◆ EXERCISE REQUIREMENTS ◆
Output the listing exactly as written, apart from its pictures.
** Opening RECORDS PROVIDED block **
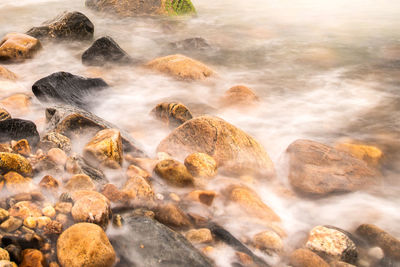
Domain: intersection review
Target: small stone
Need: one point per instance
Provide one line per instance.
(199, 236)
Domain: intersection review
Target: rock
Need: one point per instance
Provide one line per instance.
(202, 196)
(64, 87)
(67, 26)
(16, 183)
(17, 47)
(105, 149)
(17, 129)
(174, 172)
(317, 169)
(376, 236)
(306, 258)
(138, 8)
(181, 67)
(80, 182)
(85, 244)
(268, 240)
(239, 96)
(91, 206)
(105, 50)
(196, 43)
(32, 258)
(21, 147)
(250, 202)
(154, 244)
(4, 115)
(11, 224)
(6, 74)
(199, 236)
(201, 165)
(172, 114)
(74, 122)
(235, 152)
(172, 215)
(332, 243)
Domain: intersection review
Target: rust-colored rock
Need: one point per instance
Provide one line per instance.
** Closing RECORDS PROVIDED block **
◆ RESULT BELOW ◆
Domain: intersection review
Target: small stone
Need: one point per instance
Provide one line per instance.
(199, 236)
Domain: intersection review
Target: rock
Need: one point per instance
Provide one line per instance.
(202, 196)
(64, 87)
(67, 26)
(16, 183)
(17, 47)
(105, 149)
(17, 129)
(174, 172)
(317, 169)
(376, 236)
(306, 258)
(138, 8)
(181, 67)
(80, 182)
(85, 244)
(268, 240)
(239, 96)
(91, 206)
(105, 50)
(196, 43)
(32, 258)
(21, 147)
(250, 202)
(154, 244)
(4, 115)
(11, 224)
(6, 74)
(199, 236)
(201, 165)
(172, 114)
(74, 122)
(235, 152)
(172, 215)
(332, 243)
Domain: intersection review
Target: rust-colored rock
Need: one point per instance
Provide one line per instance.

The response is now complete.